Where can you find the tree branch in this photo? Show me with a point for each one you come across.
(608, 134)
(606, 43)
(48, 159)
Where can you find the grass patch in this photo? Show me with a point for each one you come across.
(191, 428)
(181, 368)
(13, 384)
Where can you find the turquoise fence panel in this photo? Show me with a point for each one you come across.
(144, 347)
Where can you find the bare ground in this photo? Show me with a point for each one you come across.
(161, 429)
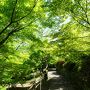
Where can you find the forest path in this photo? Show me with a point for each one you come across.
(58, 82)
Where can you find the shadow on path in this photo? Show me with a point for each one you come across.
(58, 82)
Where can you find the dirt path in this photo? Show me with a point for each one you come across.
(57, 82)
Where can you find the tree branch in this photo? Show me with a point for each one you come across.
(13, 31)
(27, 14)
(11, 18)
(13, 10)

****************************************

> _REQUIREMENTS_
Arrange every line of the records above as a JSON list of strings, one string per line, leaving out blank lines and the pictures.

> _FINAL ANSWER_
[
  "Where can you find the tree branch in this photo? Show me with a point for each one you come across.",
  "(608, 134)",
  "(606, 43)",
  "(48, 159)",
  "Where can you find the grass patch in this photo? Show me with a point for each one you come across.",
  "(191, 428)",
  "(181, 368)",
  "(13, 384)",
  "Where can you find the turquoise fence panel in this photo? Show me with a point for each one you come across.",
  "(144, 347)",
  "Where can you find the bare ground in this photo? Show me with a point for each one you come across.",
  "(161, 429)",
  "Where can you find the forest path in this photo? Show me with a point for each one you come across.",
  "(58, 82)",
  "Where can you find the shadow on path in this photo? Show me with a point for each one you come across.",
  "(58, 82)",
  "Where can you find the dirt path in this photo? Show me with a point for each one you come across.",
  "(57, 82)",
  "Where can you find the tree branch in this photo? Show me with a point for each one you come across.",
  "(13, 31)",
  "(27, 14)",
  "(11, 18)",
  "(13, 10)"
]